Entgegen der Ansicht des LSG verlangt die Anwendung des § 48 Abs 1 Satz 2 Nr 2 SGB X nicht, dass die Verletzung der Mitteilungspflicht in dem vom LSG angenommenen Sinne ursächlich für die Überzahlung war. Dies
ergibt sich bereits aus dem von § 45 Abs 2 Satz 3 Nr 2 SGB X abweichenden Wortlaut (dort: "beruht auf"). Eine solche Forderung kann auch nicht der Formulierung "soweit" in § 48 Abs 1 Satz 2 SGB X entnommen werden (Eicher in Eicher/Schlegel,
SGB III, § 330 Rz 9, Stand Oktober 2005; aA Wiesner in von Wulffen, SGB X, 5. Aufl 2005, §
48 RdNr 23, Warschull in LPK-
SGB III, § 48 RdNr 64 und Rüfner in Wannagat, SGB X, § 48 RdNr 52, Stand Dezember 1997). Die gesetzliche Regelung verlangt nach ihrem Sinn und Zweck vielmehr lediglich, dass der Verstoß
gegen eine Mitteilungspflicht in einem "Pflichtwidrigkeitszusammenhang" mit der Leistungsgewährung steht. Es reicht also nicht
jeder Verstoß gegen §
60 Abs
1 SGB I aus, sondern nur der gegen eine Mitteilungspflicht, die die Leistungserbringung gerade im konkreten Kontext verhindern soll.
Die Mitteilungspflicht des §
60 Abs
1 SGB I dient dazu, der Behörde die Überprüfung des Leistungsfalls zu ermöglichen (Coseriu/Jakob in Praxiskommentar
SGB III, 2. Aufl 2004, §
330 RdNr 300). Insoweit kann nicht bezweifelt werden, dass die Pflicht, die Aufnahme einer Beschäftigung mitzuteilen, jedenfalls
die Zahlung von Alg für die Zeit der Beschäftigung verhindern soll.

BEREITGESTELLTE DATEN.

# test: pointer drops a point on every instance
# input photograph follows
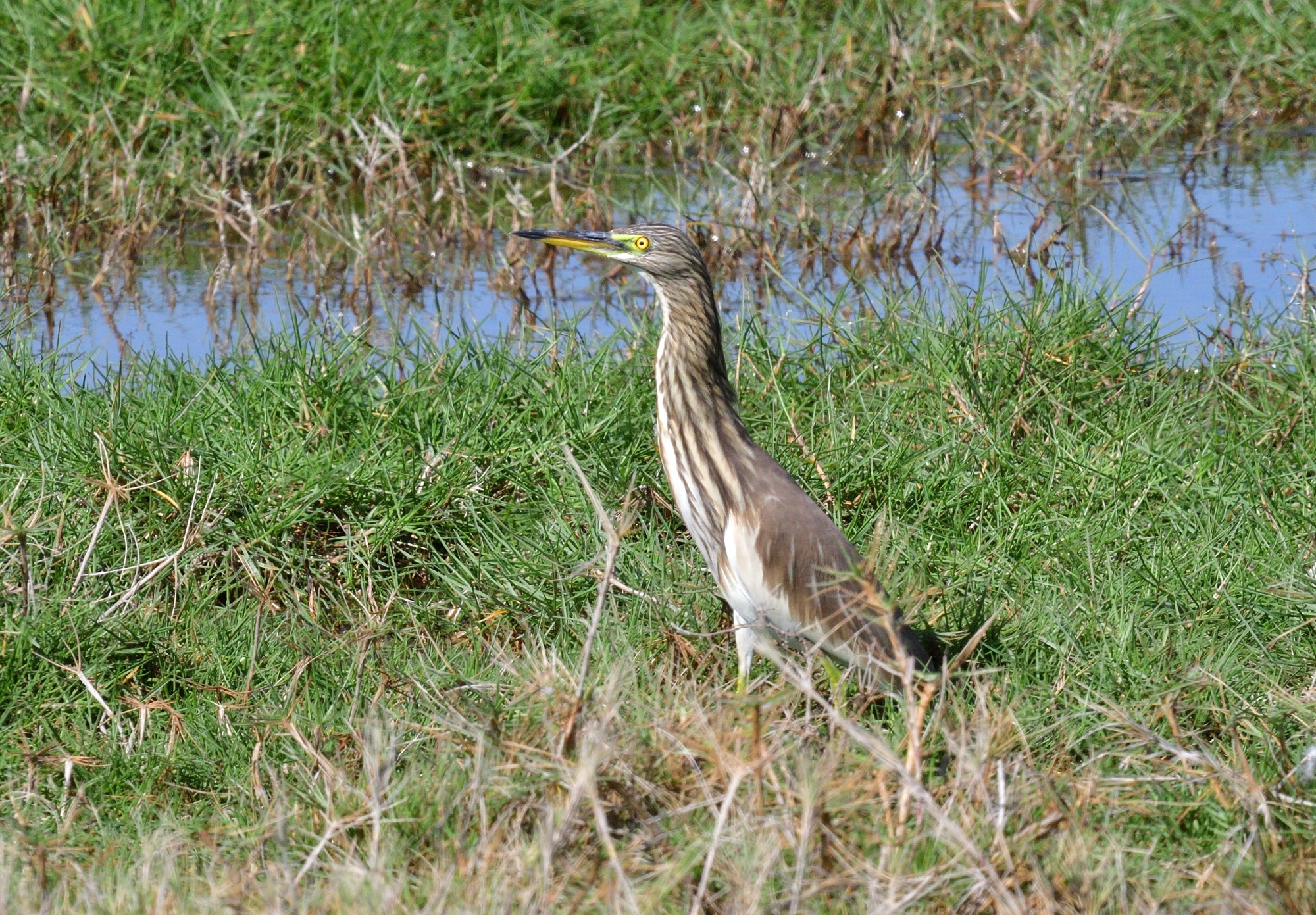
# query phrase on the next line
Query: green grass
...
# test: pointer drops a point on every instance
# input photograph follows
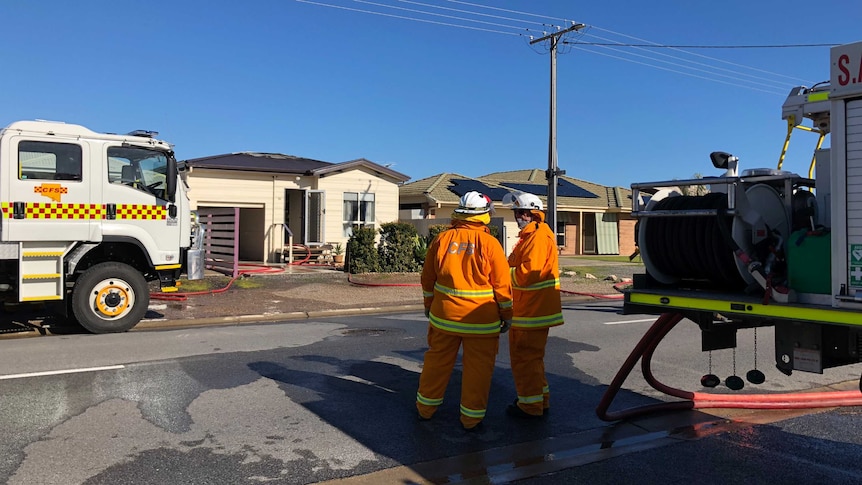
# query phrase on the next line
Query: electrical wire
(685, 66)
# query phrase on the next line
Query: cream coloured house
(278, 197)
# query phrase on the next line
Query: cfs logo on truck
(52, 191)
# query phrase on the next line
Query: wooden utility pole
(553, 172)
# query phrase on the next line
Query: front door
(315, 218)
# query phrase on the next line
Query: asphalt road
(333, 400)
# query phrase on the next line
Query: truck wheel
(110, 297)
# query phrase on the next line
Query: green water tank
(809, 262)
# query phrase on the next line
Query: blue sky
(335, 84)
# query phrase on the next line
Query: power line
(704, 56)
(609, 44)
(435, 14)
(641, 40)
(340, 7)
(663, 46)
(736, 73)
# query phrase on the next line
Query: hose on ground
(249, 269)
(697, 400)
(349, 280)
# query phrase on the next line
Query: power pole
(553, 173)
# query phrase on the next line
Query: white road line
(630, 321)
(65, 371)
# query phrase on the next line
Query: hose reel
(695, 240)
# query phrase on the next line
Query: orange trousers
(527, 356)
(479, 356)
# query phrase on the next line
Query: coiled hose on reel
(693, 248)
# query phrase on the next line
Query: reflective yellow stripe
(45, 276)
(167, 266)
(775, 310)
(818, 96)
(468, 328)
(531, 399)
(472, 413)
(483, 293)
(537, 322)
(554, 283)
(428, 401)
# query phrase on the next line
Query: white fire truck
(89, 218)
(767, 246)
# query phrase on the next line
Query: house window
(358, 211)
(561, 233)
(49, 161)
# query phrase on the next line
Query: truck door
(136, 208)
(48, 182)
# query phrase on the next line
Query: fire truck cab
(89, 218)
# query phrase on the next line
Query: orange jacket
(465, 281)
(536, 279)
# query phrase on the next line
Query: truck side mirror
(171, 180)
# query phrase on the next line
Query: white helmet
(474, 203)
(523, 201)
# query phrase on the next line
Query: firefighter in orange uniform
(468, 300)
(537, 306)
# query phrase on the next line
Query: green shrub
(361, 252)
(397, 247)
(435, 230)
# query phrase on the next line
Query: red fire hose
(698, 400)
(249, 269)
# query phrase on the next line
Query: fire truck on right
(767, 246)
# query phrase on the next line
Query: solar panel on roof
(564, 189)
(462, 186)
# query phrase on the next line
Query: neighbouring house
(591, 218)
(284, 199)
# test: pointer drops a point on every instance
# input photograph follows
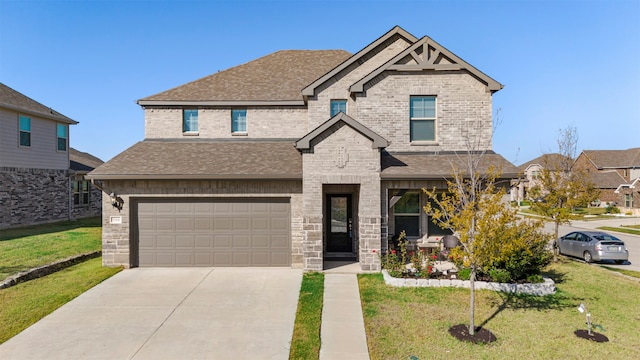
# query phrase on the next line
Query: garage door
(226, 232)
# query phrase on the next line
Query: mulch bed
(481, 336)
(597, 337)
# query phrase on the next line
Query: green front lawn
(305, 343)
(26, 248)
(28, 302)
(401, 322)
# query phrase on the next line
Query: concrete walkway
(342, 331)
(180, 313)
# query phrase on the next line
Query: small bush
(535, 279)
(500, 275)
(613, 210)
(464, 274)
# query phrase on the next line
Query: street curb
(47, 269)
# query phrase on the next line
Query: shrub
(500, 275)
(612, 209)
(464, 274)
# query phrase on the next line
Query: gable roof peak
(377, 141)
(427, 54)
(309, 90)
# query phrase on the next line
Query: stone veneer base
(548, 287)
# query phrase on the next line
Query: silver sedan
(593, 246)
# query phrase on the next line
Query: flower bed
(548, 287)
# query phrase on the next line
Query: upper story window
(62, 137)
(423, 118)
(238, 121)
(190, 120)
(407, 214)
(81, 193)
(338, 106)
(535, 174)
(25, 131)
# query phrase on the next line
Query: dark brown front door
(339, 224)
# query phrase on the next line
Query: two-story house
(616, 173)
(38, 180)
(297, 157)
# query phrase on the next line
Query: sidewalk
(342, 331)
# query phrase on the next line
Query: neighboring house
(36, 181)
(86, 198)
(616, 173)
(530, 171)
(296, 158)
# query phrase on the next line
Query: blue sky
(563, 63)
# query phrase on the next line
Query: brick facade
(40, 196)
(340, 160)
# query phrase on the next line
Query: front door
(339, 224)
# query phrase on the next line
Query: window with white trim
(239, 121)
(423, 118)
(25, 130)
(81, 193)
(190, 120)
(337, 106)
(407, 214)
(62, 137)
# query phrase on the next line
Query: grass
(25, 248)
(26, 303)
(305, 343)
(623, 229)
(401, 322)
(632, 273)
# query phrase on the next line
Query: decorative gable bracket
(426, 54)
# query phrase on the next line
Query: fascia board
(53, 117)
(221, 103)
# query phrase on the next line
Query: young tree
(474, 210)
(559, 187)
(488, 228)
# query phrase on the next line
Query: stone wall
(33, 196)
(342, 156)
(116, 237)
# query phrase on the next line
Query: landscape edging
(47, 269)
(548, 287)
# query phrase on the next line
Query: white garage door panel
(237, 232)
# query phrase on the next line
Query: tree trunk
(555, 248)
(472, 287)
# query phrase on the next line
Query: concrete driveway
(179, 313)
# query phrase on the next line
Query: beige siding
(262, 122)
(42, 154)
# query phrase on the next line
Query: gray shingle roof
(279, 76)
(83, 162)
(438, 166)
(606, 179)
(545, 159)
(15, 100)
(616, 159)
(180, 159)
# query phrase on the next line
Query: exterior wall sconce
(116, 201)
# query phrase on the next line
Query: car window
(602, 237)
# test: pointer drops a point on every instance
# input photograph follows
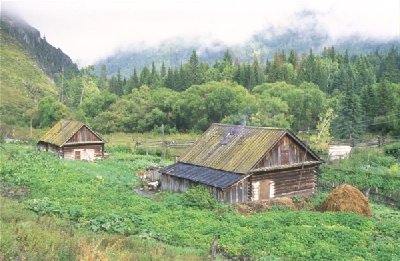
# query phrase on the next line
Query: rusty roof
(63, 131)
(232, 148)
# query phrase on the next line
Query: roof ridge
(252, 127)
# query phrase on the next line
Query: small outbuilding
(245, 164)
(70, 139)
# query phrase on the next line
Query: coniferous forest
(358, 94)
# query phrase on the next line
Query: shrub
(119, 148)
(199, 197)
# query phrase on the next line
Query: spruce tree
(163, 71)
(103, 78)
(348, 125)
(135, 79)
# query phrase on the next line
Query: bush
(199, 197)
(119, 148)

AUFGABE A.
Beantworten Sie anhand des Textes zur Mitteilungspflicht folgende Fragen:
(i) Welche Formulierung aus dem Wortlaut des § 45 Abs 2 Satz 3 Nr 2 SGB X wird angeführt?
(ii) In welchem Zusammenhang muss der Verstoß gegen eine Mitteilungspflicht mit der Leistungsgewährung stehen?
(iii) Wozu dient die Mitteilungspflicht des § 60 Abs 1 SGB I?
AUFGABE B. Schreiben Sie den Abschnitt des Textes zur Mitteilungspflicht zwischen „Die Mitteilungspflicht des“ und „Beschäftigung verhindern soll.“, beide eingeschlossen, wortgetreu ab.

ERWARTETE AUSGABE A.
(i) „beruht auf“
(ii) In einem „Pflichtwidrigkeitszusammenhang“.
(iii) Sie soll der Behörde die Überprüfung des Leistungsfalls ermöglichen.

ERWARTETE AUSGABE B.
Die Mitteilungspflicht des §
60 Abs
1 SGB I dient dazu, der Behörde die Überprüfung des Leistungsfalls zu ermöglichen (Coseriu/Jakob in Praxiskommentar
SGB III, 2. Aufl 2004, §
330 RdNr 300). Insoweit kann nicht bezweifelt werden, dass die Pflicht, die Aufnahme einer Beschäftigung mitzuteilen, jedenfalls
die Zahlung von Alg für die Zeit der Beschäftigung verhindern soll.